What is required:
Your answer should be one number: the count of lines below that contain "shrub".
=-=-=-=-=
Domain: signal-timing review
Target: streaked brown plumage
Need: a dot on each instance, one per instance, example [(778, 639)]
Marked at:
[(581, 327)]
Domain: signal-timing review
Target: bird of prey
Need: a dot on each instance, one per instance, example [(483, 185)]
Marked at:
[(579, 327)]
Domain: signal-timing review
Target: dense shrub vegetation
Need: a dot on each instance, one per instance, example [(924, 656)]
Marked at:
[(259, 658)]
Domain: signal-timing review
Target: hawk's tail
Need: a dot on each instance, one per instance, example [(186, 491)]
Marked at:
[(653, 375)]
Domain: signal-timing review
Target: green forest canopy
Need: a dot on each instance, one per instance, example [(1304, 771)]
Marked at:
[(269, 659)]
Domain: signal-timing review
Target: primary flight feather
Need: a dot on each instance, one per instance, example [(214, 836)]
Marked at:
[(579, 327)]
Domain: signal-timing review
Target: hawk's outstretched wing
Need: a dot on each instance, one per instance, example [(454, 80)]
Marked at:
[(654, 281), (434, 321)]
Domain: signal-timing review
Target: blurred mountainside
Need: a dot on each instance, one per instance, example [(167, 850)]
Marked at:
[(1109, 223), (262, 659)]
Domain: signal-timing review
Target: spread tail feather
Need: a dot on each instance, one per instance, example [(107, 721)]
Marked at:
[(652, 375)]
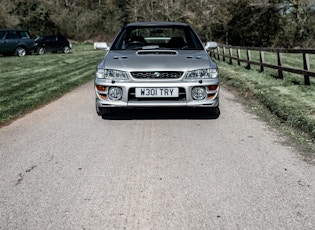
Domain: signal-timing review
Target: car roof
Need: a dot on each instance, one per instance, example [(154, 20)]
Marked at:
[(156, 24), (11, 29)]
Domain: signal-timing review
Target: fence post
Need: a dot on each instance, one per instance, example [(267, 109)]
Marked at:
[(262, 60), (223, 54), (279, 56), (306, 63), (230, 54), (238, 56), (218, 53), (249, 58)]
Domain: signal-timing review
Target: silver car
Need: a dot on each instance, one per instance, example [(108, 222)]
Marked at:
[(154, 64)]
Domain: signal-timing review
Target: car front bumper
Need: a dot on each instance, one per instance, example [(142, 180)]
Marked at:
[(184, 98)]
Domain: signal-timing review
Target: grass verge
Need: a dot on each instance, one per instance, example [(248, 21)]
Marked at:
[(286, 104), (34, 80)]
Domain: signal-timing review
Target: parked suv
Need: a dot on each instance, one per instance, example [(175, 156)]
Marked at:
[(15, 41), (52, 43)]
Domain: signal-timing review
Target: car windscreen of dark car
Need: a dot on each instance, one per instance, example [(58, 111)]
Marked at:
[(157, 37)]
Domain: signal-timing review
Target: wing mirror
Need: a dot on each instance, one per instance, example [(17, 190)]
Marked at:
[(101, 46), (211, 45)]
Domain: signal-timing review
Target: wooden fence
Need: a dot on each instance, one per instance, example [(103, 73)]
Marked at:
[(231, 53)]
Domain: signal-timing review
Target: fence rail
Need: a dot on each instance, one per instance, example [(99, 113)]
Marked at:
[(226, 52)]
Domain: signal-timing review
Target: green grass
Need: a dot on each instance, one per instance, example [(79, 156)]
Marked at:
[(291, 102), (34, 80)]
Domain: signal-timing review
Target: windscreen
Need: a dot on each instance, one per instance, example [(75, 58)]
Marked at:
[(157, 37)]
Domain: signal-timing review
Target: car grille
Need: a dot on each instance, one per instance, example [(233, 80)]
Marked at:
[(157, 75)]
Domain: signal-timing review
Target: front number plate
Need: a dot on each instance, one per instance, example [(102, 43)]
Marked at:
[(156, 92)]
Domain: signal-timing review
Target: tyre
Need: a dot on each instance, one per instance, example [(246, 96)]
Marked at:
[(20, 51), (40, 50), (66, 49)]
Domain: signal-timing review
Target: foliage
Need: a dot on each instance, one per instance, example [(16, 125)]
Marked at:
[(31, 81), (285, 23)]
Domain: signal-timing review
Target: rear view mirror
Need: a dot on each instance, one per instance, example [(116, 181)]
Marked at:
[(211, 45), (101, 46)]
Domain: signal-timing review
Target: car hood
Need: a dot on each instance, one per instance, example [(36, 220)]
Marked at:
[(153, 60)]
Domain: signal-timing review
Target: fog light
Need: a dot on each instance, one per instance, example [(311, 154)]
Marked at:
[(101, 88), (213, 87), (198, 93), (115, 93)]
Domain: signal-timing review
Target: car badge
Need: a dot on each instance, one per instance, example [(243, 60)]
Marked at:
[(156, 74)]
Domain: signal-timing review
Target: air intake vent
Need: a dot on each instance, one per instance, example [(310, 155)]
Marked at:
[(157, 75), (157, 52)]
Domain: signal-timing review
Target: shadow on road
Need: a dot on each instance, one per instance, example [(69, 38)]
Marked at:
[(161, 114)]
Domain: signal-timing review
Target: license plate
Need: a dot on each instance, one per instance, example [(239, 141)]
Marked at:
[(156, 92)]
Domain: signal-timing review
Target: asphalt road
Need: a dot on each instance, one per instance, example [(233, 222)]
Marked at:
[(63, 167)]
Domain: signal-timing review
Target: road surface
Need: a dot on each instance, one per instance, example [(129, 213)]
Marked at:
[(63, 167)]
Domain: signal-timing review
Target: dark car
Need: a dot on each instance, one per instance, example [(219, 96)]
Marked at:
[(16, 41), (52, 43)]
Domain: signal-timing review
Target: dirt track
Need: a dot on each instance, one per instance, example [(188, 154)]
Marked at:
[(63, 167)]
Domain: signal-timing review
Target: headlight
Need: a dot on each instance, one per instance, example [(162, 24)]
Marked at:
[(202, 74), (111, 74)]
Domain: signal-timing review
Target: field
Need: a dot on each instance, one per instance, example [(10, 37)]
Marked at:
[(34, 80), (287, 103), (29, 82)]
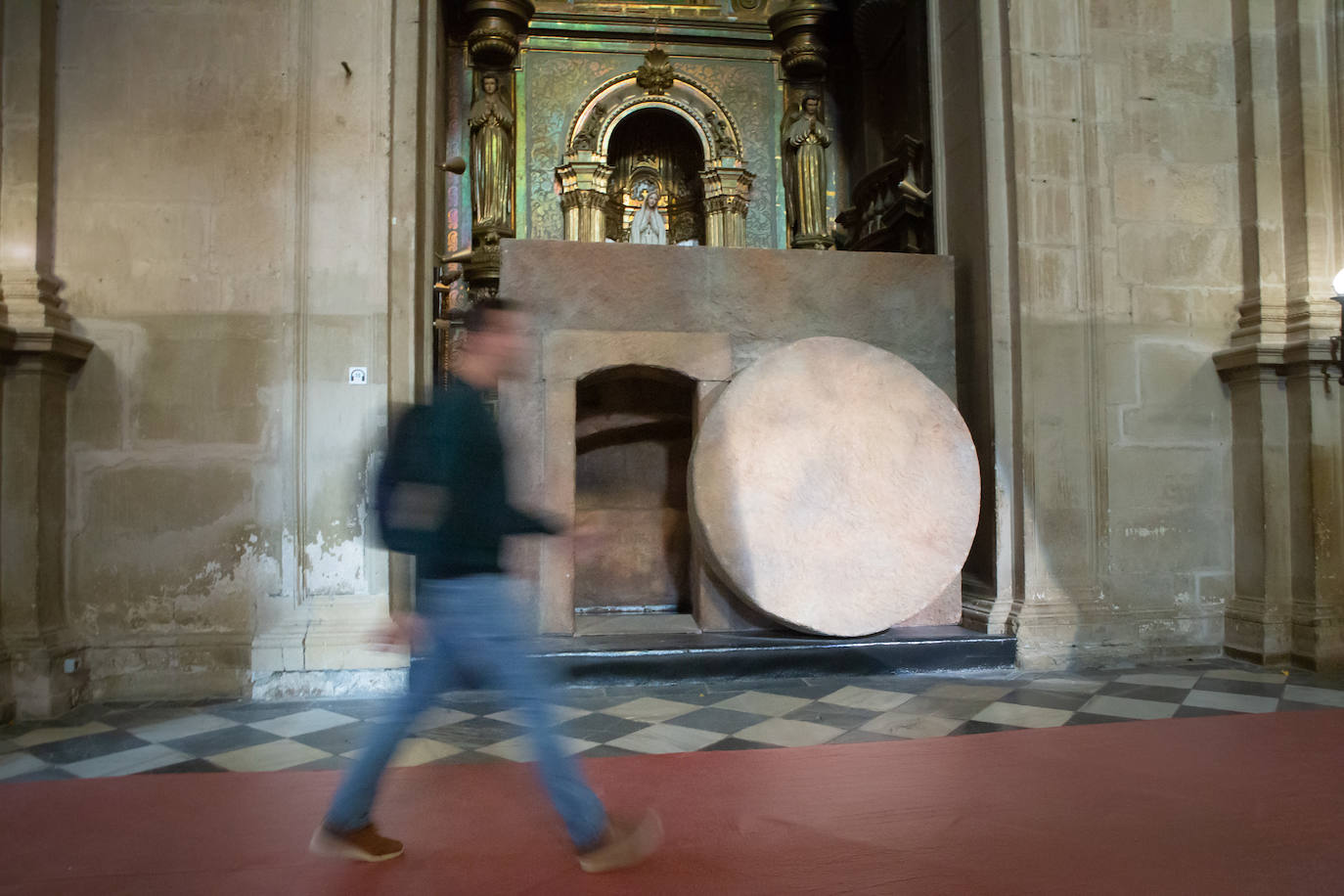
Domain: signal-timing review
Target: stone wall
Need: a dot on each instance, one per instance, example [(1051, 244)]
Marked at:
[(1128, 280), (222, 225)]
=-=-=-=-=
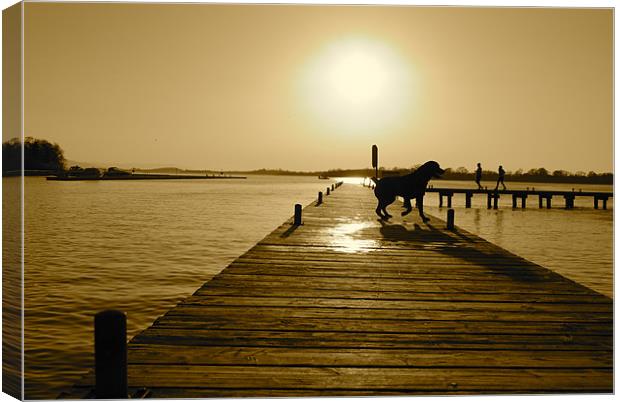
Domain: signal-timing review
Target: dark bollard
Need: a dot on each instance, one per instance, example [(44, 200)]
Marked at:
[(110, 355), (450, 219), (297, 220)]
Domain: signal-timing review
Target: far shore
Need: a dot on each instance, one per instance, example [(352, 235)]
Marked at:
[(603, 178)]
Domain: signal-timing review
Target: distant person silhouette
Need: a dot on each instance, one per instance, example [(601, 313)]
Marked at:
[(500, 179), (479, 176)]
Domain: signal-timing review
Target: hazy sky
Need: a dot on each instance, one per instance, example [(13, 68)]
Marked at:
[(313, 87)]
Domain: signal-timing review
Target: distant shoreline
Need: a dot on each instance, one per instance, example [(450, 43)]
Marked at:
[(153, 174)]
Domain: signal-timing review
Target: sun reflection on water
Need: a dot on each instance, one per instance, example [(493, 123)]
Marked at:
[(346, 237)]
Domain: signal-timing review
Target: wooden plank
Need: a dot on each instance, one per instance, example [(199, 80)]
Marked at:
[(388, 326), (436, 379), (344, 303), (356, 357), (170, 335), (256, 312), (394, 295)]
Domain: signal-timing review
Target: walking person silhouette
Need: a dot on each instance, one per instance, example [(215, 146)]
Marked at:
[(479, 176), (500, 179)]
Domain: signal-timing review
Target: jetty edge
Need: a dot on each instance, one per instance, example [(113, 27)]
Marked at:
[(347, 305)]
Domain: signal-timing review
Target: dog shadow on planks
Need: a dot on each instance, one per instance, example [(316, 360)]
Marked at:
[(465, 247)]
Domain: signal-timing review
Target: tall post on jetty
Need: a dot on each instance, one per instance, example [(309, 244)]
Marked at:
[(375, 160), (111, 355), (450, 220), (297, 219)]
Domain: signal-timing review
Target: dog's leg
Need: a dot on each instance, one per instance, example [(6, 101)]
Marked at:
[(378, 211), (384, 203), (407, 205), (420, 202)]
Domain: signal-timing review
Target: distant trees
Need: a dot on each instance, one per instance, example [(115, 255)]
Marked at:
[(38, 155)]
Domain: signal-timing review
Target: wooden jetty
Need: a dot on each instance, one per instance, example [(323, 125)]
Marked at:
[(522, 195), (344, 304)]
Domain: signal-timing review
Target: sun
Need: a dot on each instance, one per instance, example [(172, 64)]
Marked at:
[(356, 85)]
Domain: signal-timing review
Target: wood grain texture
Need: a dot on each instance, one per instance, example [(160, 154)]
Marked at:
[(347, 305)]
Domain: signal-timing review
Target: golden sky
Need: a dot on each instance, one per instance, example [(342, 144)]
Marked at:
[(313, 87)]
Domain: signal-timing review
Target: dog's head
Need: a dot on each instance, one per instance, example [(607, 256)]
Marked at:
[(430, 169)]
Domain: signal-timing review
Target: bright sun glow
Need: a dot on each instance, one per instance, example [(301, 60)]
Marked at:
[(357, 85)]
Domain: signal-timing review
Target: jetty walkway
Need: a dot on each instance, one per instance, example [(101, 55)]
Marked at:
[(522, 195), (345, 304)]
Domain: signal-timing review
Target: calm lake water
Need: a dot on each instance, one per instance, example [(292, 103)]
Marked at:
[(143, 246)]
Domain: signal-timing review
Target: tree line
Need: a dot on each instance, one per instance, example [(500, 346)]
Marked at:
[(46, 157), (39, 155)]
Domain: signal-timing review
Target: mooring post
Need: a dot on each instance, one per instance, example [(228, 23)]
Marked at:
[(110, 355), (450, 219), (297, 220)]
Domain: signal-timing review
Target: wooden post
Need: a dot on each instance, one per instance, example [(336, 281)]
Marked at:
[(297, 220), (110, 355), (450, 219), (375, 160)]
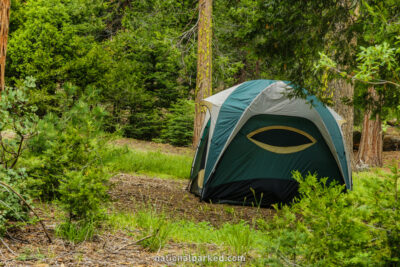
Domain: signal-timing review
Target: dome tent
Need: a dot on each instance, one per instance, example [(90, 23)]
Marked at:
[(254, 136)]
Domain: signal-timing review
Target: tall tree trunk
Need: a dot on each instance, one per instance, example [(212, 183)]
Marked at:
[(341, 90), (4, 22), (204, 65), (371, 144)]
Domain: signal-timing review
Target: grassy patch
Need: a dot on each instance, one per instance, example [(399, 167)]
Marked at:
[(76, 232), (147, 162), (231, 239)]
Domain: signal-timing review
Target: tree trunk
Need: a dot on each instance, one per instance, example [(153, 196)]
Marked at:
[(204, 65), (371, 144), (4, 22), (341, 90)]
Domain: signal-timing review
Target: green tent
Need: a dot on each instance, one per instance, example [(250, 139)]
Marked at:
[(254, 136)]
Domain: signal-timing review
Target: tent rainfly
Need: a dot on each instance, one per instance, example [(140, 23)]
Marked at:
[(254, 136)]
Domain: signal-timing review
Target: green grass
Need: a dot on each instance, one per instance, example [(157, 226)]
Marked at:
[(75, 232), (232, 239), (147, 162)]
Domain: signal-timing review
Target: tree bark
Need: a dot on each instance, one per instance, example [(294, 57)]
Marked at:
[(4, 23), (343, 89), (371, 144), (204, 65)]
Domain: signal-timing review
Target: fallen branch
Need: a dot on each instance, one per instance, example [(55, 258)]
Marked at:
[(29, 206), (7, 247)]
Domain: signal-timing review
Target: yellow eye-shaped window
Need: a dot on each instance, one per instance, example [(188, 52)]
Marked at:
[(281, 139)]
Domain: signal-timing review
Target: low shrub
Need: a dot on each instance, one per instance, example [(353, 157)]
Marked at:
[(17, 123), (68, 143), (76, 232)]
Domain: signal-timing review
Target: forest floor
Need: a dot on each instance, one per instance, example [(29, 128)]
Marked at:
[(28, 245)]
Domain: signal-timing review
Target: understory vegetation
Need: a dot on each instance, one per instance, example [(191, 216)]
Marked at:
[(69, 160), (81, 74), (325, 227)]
=-=-=-=-=
Your response:
2